• _EXTRACT_

=-=-=-=-=

Next, two first spacers SP1 are formed on two side surfaces of the first gate structures 105A and two second spacers SP2 are formed on two side surfaces of the second gate structures 105B to protect the first gate structures 105A and the second gate structures 105B and to provide the function of electrical isolation. The latitudinal gate structures 105 overlap and directly contact the middle portions of the active regions 102. Each of the first spacers SP1 and the second spacers SP2 may include a multi-layer structure. Herein, each of the first spacers SP1 and the second spacers SP2 exemplarily includes a first insulating layer S1 and a second insulating layer S2, in which the first insulating layer S1 directly contacts the side surfaces of the first gate structures 105A or the side surfaces of the second gate structures 105B, and the second insulating layer S2 is disposed on the first insulating layer S1. According to an embodiment of the present disclosure, the steps for fabricating the first spacer SP1 and the second spacer SP2 may include sequentially forming the first insulating layer S1 and the second insulating layer S2 on the substrate 100 to cover the top surfaces and the side surfaces of the latitudinal gate structures 105, and then performing an anisotropic etching process to remove portions of the first insulating layer S1 and the second insulating layer S2 located on the surface of the substrate 100 and the top surfaces of the latitudinal gate structures 105, so as to obtain the first spacers SP1 on the two side surfaces of the first gate structures 105A and the second spacers SP2 on the two side surfaces of the second gate structures 105B.

Next, an etching step may be performed to remove a portion of at least one of the first spacers SP1, so that a height H1 (see FIG. 5) of the at least one of the first spacers SP1 is lower than a height H2 (see FIG. 5) of at least one of the second spacers SP2.

Please refer to FIG. 3 and FIG. 4. The etching step may include forming a dielectric material 107 on the substrate 100 firstly, in which the dielectric material 107 covers the first gate structures 105A and the second gate structures 105B, and the dielectric material 107 is filled in the spaces (not labeled) between the first gate structures 105A and the second gate structures 105B, and the spaces may be formed with contact plugs 28 (see FIG. 15) in the subsequent processes. According to an embodiment of the present disclosure, the dielectric material 107 includes silicon dioxide (SiO₂), but not limited thereto. The dielectric material 107 is separated from the active regions 102 and the isolation structure 104 by the insulating layer IL and does not contact the active regions 102 and the isolation structure 104 directly. Next, a patterned mask ML0 is formed on the dielectric material 107, in which the patterned mask ML0 includes the first recessed portions RP1 and the second recessed portions RP2, each of the first recessed portions RP1 corresponds to at least one of the first spacers SP1, each of the second recessed portions RP2 corresponds to the first gate structure 105A, and a bottom end RB1 of the first recessed portion RP1 is higher than a bottom end RB2 of the second recessed portion RP2. Specifically, the etching step may adopt a damascene process, which includes methods of trench first, via first, self-aligned, etc. The following explanation is based on the method of trench first. First, the first recessed portions RP1 are formed to define the trench pattern, and then the second recessed portions RP2 are formed to define the via pattern. Afterward, an etching process is performed to remove a portion of the dielectric material 107 to form the third recessed portions RP3 corresponding to the second recessed portions RP2 in the dielectric material 107.

=-=-=-=-=

• _PROVIDED DATA_
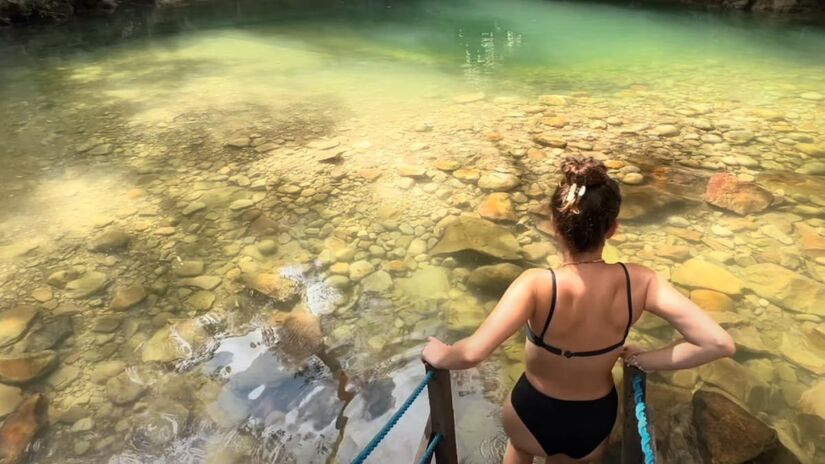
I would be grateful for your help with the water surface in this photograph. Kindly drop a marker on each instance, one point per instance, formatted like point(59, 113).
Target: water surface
point(281, 171)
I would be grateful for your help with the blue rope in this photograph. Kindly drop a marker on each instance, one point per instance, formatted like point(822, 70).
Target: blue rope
point(641, 421)
point(364, 454)
point(428, 453)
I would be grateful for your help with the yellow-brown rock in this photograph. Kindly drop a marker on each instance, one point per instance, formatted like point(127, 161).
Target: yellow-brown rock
point(711, 300)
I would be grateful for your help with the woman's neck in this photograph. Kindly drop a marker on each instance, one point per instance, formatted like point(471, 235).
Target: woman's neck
point(571, 257)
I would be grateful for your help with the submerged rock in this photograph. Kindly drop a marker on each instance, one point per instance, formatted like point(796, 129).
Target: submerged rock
point(127, 296)
point(377, 282)
point(274, 286)
point(22, 368)
point(498, 181)
point(497, 207)
point(91, 283)
point(427, 283)
point(647, 203)
point(301, 336)
point(123, 390)
point(10, 398)
point(798, 351)
point(20, 429)
point(468, 233)
point(164, 421)
point(698, 273)
point(726, 191)
point(14, 323)
point(175, 342)
point(496, 277)
point(111, 240)
point(786, 288)
point(812, 407)
point(49, 334)
point(728, 433)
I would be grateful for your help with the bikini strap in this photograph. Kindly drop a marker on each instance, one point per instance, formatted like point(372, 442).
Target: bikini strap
point(629, 303)
point(552, 307)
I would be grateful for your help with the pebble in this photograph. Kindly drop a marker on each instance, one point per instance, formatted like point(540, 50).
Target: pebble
point(238, 205)
point(633, 178)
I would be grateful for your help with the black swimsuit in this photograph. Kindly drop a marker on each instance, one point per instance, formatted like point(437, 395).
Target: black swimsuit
point(574, 428)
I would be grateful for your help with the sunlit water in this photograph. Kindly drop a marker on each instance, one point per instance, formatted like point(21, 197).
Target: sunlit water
point(321, 143)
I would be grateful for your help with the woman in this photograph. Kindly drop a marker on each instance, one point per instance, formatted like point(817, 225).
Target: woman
point(577, 319)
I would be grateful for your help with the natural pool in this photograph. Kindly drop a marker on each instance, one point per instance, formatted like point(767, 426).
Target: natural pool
point(226, 229)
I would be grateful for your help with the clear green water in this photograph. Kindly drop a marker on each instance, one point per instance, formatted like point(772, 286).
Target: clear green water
point(134, 122)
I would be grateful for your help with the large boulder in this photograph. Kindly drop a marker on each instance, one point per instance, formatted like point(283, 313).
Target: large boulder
point(812, 408)
point(469, 233)
point(20, 429)
point(786, 288)
point(729, 434)
point(10, 398)
point(698, 273)
point(14, 323)
point(727, 192)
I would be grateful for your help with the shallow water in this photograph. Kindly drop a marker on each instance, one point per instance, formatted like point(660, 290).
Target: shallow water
point(320, 143)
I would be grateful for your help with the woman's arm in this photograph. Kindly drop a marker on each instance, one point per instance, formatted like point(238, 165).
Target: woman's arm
point(511, 312)
point(704, 340)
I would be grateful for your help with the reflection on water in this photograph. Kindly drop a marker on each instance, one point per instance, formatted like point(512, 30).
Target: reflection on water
point(226, 229)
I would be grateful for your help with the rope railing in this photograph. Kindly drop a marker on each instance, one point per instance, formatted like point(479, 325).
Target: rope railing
point(439, 434)
point(638, 445)
point(376, 440)
point(641, 420)
point(428, 453)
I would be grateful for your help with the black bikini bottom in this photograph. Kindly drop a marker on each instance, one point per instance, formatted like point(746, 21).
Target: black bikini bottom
point(574, 428)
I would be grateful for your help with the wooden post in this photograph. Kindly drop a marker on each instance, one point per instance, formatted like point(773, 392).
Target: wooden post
point(442, 419)
point(631, 442)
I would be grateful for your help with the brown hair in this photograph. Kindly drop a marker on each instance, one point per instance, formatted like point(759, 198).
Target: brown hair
point(585, 204)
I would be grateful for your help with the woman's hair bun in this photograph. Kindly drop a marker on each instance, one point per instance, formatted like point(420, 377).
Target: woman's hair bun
point(586, 171)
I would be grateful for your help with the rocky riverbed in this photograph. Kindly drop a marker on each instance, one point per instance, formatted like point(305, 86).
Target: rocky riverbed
point(242, 269)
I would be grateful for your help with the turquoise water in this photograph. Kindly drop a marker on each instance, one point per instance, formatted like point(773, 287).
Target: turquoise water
point(283, 172)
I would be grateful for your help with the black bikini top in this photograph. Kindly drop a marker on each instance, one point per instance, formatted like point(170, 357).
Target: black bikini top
point(538, 340)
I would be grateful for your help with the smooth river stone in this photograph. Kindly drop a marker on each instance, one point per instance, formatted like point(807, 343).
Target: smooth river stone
point(128, 296)
point(497, 207)
point(111, 240)
point(698, 273)
point(20, 428)
point(14, 323)
point(498, 181)
point(122, 390)
point(496, 277)
point(786, 288)
point(483, 236)
point(796, 350)
point(91, 283)
point(205, 282)
point(22, 368)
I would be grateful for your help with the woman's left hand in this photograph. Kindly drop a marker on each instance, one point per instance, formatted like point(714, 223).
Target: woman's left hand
point(435, 352)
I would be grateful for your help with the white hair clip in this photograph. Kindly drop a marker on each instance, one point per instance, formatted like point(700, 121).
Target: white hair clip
point(571, 194)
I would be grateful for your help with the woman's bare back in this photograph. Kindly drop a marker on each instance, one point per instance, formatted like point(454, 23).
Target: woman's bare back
point(591, 313)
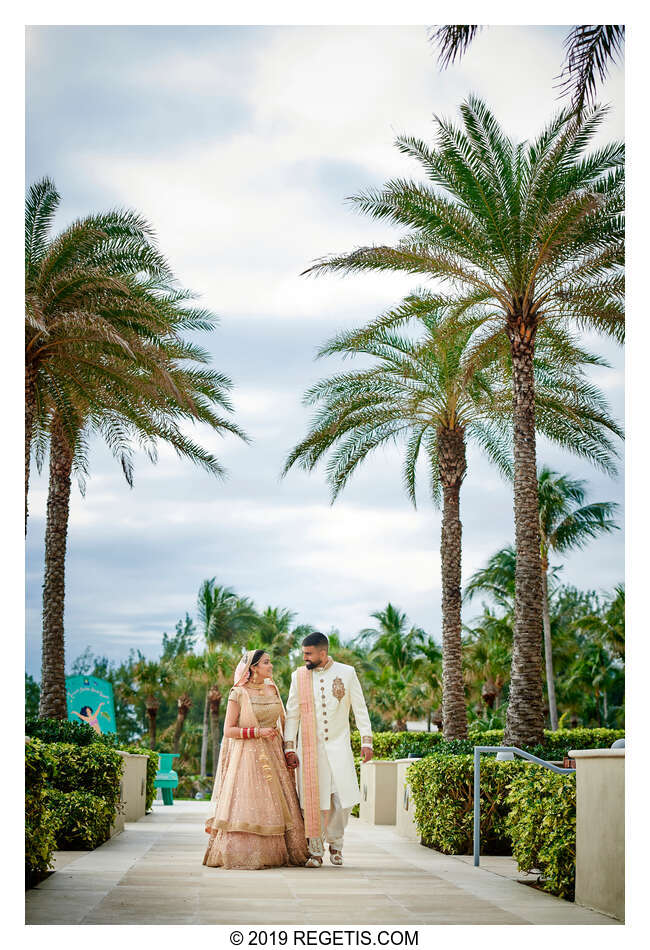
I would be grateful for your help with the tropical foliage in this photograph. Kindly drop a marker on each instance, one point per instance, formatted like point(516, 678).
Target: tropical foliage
point(525, 239)
point(104, 357)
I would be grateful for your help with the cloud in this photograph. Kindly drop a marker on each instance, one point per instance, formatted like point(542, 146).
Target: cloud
point(240, 145)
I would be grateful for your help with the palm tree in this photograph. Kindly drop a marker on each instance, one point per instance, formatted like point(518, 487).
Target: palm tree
point(437, 393)
point(528, 235)
point(564, 527)
point(226, 620)
point(137, 379)
point(181, 683)
point(589, 51)
point(77, 302)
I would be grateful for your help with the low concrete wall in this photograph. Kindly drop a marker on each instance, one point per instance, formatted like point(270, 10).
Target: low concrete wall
point(600, 830)
point(378, 792)
point(405, 806)
point(134, 786)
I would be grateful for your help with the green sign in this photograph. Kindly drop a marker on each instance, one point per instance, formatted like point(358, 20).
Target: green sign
point(91, 700)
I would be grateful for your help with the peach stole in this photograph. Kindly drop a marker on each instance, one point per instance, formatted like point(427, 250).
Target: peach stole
point(238, 757)
point(309, 750)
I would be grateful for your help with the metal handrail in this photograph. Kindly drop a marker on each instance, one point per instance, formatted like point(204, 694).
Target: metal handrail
point(477, 783)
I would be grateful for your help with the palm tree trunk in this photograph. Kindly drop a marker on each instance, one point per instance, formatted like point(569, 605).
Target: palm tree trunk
point(548, 652)
point(452, 466)
point(214, 699)
point(30, 413)
point(204, 739)
point(183, 705)
point(152, 706)
point(53, 694)
point(525, 715)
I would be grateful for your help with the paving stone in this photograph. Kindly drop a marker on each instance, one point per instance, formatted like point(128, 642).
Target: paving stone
point(152, 873)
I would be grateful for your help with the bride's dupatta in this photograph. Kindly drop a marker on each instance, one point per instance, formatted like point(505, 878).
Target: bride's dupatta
point(247, 795)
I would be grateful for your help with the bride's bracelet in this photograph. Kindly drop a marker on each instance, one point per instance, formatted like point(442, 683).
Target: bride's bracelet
point(249, 732)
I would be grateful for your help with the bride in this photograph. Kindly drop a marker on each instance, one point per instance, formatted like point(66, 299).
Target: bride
point(255, 820)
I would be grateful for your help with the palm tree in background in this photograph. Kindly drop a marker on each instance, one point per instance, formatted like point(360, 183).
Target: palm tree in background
point(79, 304)
point(565, 523)
point(227, 620)
point(527, 235)
point(152, 680)
point(437, 396)
point(589, 52)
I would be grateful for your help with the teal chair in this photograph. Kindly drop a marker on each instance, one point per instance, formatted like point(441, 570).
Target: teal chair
point(166, 777)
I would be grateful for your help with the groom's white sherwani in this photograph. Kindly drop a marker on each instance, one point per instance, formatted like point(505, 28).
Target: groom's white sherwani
point(336, 690)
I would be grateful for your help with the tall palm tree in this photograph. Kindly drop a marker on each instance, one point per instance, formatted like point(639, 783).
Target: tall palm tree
point(394, 644)
point(136, 380)
point(437, 393)
point(565, 524)
point(152, 680)
point(226, 619)
point(589, 52)
point(527, 235)
point(487, 651)
point(78, 302)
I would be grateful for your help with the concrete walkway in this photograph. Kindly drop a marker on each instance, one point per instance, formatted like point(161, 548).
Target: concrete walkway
point(152, 874)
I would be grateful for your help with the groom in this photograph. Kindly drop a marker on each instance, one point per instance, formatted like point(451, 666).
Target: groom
point(317, 728)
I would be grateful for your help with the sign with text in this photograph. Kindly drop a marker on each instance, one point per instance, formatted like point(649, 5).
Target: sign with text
point(91, 700)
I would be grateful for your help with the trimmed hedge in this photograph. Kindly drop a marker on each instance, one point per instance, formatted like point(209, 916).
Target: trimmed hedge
point(152, 768)
point(443, 792)
point(556, 744)
point(94, 768)
point(398, 745)
point(40, 842)
point(541, 823)
point(81, 820)
point(60, 730)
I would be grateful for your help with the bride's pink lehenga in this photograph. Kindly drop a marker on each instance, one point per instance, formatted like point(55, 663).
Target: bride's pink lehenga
point(255, 820)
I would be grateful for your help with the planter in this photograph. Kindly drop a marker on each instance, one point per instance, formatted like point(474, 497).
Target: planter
point(133, 792)
point(378, 792)
point(600, 830)
point(405, 805)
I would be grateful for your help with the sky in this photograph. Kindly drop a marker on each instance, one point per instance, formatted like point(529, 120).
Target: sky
point(240, 145)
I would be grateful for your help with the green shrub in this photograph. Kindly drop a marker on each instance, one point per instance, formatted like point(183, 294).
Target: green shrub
point(81, 820)
point(60, 730)
point(384, 743)
point(541, 824)
point(190, 785)
point(40, 842)
point(417, 744)
point(443, 792)
point(556, 744)
point(152, 768)
point(94, 768)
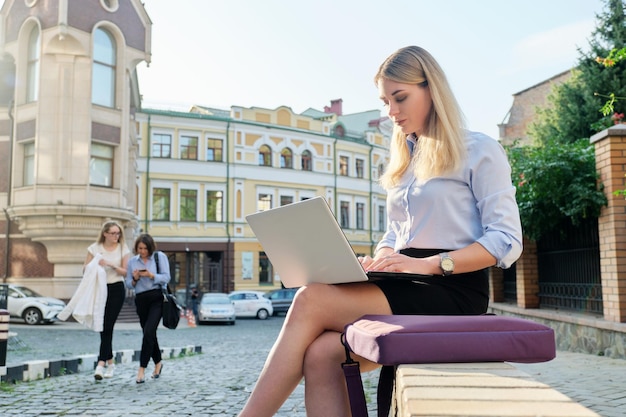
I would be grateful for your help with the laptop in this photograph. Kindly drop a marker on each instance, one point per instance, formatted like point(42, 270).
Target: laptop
point(305, 244)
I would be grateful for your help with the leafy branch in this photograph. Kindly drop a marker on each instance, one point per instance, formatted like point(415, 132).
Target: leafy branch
point(615, 56)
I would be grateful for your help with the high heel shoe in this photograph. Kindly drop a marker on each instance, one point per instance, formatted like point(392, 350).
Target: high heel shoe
point(156, 375)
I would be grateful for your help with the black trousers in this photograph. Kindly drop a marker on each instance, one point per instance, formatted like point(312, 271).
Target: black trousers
point(149, 309)
point(115, 299)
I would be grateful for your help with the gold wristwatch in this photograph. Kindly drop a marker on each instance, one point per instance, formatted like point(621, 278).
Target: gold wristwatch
point(446, 263)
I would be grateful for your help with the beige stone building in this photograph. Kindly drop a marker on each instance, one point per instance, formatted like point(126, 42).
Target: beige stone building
point(67, 137)
point(524, 109)
point(77, 149)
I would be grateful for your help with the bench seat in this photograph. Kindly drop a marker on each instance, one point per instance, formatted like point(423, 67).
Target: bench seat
point(488, 389)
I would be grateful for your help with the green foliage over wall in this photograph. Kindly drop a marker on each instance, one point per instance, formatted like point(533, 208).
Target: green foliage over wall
point(555, 181)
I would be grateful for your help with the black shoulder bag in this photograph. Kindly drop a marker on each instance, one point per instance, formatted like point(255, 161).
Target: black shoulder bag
point(171, 309)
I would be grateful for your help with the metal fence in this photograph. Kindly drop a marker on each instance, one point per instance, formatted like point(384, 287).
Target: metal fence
point(569, 268)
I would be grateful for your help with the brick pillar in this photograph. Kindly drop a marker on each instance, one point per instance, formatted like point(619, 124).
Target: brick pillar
point(610, 149)
point(527, 274)
point(496, 285)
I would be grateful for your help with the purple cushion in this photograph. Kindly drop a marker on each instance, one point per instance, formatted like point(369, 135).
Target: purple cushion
point(394, 340)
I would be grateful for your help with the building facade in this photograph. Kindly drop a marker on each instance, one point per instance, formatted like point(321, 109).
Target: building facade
point(76, 150)
point(67, 136)
point(201, 172)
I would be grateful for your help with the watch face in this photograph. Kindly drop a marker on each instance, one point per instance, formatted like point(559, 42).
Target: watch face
point(447, 264)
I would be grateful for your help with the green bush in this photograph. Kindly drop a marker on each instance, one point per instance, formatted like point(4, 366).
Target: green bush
point(555, 182)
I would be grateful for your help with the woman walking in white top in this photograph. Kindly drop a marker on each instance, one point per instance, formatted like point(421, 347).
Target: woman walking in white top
point(115, 253)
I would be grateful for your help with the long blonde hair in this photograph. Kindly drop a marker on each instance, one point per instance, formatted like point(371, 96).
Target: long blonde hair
point(441, 146)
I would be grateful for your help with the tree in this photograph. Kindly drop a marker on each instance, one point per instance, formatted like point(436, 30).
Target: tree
point(575, 110)
point(556, 179)
point(555, 183)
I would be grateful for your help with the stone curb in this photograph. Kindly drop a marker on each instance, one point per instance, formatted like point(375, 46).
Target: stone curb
point(41, 369)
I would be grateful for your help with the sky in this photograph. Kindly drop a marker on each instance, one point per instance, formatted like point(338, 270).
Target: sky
point(304, 53)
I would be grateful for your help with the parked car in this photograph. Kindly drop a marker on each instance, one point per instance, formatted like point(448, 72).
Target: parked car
point(216, 307)
point(34, 308)
point(281, 299)
point(251, 304)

=-=-=-=-=

• _SET TASK_
Replace "lower" with "smaller" and write out everything from "Next, an etching" down to "second spacers SP2." in the passage on gate spacers. You won't need the entries for this.

• _EXERCISE RESPONSE_
Next, an etching step may be performed to remove a portion of at least one of the first spacers SP1, so that a height H1 (see FIG. 5) of the at least one of the first spacers SP1 is smaller than a height H2 (see FIG. 5) of at least one of the second spacers SP2.